**Work instruction:** Please transcribe the section of the post about rude comments on a small-space decorating contest, starting at "I am really" and ending at "think it is.".

**Selected excerpt:**
◇ ◇ ◇ ◇ ◇ ◇ ◇

I'll warn you - this post is going to be rambling and opinionated. And ironic since I am basically going to be opinionated about other people opinions.
A week or so ago I shared a link to Apartment Therapy's Small Cool Contest. I have so enjoyed seeing all the entries and how creative people can be with a small space and with expressing their own creative style. Mind you these are people sharing their personal spaces - not designers show-casing their work. Real people living in real homes.
I am really shocked (and a wee bit cranky) at how opinionated and rude some of the commentary is. The rules for the contest are simple - if you like someone's space then 'favorite' it and the entry with the most favorites wins. So to me it seems logical that the opposite of that would be to just skip over the entries that aren't your style. But my goodness do people have to weigh in with their not so constructive critiques of the entries they don't like.
Okay so organizing your books by color is not your thing - then don't do it. Don't like animal skins in your decor - then don't do it. Don't like a lot of stuff displayed - then don't do it. No need to tell the contestant how ugly you think it is.
The books by color thing is definitely a hot topic with very clear camps. Personally it doesn't work for me because I *have* to have my books organized by height. I also don't care for the color orange - so I don't use it. Doesn't mean those that do are somehow wrong with their decorating choices.
I also see comments about certain trends being overdone (chalkboard paint, cardboard deer head, ikat anything...) or cliched. Who cares? If it makes someone happy, and no one is making YOU do it, then what is the problem?
Don't get me wrong - I am *very* opinionated about what I like and don't like. But I wouldn't tell someone that I thought their decorating choices were wrong. And I would only offer up an opinion if specifically asked and I would do it politely.
I'm not sure why this is making me so cranky today. I think it's because it appears general good manners are on the decline as people are more freely able to interact anonymously. The old adages 'if you don't have anything nice to say...' or 'if you wouldn't say it to someone's face...' really hold true nowadays. And prefacing your opinion with 'No offense..' or 'I don't mean to be rude...' doesn't negate the bad manners.
Okay enough of that. I just realized my magazines are out of order and I need to fix them.

◇ ◇ ◇ ◇ ◇ ◇ ◇

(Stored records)
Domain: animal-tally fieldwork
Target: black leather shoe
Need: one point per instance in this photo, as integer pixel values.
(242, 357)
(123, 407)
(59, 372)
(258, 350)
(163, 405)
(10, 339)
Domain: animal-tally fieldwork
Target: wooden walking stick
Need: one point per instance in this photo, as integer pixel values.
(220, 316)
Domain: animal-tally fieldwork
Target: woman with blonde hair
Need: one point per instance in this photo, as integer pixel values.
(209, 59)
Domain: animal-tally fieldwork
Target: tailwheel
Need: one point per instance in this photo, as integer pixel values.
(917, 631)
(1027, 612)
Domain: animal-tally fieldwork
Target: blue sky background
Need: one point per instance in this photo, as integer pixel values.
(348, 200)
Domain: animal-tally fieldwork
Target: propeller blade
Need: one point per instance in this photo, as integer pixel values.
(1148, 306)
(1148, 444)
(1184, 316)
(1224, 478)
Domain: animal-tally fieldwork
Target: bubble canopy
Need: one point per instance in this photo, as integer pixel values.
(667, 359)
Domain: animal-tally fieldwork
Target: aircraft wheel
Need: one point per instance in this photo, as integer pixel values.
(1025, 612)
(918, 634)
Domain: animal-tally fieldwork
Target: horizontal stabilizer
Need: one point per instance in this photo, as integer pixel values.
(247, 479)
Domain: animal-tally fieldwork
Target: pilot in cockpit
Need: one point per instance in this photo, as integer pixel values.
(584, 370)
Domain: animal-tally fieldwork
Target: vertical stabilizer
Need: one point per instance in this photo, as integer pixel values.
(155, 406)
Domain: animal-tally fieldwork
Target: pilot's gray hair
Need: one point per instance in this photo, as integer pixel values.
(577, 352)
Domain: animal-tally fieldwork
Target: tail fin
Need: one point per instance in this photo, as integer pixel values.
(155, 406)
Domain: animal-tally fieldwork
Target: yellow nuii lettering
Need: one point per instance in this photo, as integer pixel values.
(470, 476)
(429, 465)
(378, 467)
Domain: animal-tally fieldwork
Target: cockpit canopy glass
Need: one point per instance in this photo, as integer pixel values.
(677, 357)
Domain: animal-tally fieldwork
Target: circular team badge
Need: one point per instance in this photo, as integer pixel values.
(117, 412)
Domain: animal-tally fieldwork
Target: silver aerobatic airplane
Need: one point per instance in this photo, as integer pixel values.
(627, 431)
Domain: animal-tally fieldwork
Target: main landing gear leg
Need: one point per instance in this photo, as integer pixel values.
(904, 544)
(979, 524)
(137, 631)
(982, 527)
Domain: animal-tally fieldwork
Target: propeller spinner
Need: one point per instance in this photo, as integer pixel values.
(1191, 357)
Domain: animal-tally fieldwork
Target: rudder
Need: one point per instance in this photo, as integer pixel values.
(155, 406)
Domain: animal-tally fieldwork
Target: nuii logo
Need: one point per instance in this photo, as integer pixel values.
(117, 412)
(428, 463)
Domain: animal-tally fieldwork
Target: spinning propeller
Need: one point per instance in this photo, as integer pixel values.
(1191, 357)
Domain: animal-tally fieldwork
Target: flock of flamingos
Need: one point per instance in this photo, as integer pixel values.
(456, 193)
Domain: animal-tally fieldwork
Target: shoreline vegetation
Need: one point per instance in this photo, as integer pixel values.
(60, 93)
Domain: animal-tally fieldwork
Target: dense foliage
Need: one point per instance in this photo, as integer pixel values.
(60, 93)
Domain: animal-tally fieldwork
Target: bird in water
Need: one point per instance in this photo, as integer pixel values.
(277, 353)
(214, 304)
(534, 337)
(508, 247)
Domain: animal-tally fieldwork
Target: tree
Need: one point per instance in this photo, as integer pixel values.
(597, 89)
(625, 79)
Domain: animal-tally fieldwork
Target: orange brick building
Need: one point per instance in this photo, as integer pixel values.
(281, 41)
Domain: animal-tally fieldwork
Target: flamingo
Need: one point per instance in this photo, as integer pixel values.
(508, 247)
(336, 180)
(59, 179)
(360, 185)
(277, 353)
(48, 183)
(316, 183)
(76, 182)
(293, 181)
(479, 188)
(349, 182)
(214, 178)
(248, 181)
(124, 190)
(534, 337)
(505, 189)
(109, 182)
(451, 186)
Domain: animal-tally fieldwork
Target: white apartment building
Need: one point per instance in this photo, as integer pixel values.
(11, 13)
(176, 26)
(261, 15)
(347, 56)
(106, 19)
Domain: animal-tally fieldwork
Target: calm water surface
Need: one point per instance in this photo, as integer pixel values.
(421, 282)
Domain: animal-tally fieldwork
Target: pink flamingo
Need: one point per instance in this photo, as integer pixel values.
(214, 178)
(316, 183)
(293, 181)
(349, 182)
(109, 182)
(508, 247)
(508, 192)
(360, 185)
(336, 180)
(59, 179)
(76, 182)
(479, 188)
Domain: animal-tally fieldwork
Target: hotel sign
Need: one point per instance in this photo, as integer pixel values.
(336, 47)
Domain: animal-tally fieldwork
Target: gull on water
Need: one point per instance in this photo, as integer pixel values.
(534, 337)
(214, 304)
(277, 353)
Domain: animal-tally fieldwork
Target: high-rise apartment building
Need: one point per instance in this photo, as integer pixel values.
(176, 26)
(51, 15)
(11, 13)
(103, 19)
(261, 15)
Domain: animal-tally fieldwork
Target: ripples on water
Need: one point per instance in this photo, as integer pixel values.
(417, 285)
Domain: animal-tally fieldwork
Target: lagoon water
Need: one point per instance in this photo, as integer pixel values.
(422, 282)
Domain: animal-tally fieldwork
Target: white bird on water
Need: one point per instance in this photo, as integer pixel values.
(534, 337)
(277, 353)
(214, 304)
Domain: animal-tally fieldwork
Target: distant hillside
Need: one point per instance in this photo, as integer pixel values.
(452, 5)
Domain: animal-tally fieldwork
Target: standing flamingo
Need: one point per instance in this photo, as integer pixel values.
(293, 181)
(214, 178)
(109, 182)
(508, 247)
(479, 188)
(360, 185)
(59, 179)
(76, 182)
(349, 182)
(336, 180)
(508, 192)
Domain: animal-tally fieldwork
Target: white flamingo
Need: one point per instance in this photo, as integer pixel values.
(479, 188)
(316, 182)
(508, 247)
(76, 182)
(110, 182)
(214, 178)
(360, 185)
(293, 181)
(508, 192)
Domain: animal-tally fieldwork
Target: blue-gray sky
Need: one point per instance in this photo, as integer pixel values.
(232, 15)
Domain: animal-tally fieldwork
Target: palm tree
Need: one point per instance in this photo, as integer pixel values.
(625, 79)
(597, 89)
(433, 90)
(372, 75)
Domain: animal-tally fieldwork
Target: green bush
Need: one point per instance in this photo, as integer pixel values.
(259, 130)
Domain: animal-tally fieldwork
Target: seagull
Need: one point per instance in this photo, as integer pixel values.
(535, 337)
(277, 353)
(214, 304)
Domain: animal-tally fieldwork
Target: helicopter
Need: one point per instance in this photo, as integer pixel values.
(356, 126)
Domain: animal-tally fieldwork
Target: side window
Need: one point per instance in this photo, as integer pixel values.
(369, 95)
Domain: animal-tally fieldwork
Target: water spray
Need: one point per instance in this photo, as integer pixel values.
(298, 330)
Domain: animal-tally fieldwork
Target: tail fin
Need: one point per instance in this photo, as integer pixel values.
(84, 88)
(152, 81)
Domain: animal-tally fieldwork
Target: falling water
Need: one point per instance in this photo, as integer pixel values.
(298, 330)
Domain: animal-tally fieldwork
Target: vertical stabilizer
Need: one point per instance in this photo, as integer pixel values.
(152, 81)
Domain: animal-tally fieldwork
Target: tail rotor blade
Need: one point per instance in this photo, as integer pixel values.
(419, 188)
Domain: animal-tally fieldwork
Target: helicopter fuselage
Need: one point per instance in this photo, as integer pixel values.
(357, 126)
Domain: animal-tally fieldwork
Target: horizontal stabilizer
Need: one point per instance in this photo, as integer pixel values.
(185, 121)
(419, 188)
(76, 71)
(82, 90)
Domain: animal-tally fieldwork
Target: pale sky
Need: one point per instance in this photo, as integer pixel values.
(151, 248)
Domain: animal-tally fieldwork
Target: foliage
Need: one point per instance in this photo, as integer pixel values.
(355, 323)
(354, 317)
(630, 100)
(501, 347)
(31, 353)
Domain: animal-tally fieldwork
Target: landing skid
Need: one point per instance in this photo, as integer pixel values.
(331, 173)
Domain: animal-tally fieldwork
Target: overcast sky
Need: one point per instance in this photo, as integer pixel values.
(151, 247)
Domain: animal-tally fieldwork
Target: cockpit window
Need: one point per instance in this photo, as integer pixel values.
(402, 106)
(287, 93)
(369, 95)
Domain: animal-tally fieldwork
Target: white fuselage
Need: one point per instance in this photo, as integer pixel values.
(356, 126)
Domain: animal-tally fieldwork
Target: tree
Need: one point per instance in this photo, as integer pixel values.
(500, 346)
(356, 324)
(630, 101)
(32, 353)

◇ ◇ ◇ ◇ ◇ ◇ ◇

**Answer to this exercise:**
I am really shocked (and a wee bit cranky) at how opinionated and rude some of the commentary is. The rules for the contest are simple - if you like someone's space then 'favorite' it and the entry with the most favorites wins. So to me it seems logical that the opposite of that would be to just skip over the entries that aren't your style. But my goodness do people have to weigh in with their not so constructive critiques of the entries they don't like.
Okay so organizing your books by color is not your thing - then don't do it. Don't like animal skins in your decor - then don't do it. Don't like a lot of stuff displayed - then don't do it. No need to tell the contestant how ugly you think it is.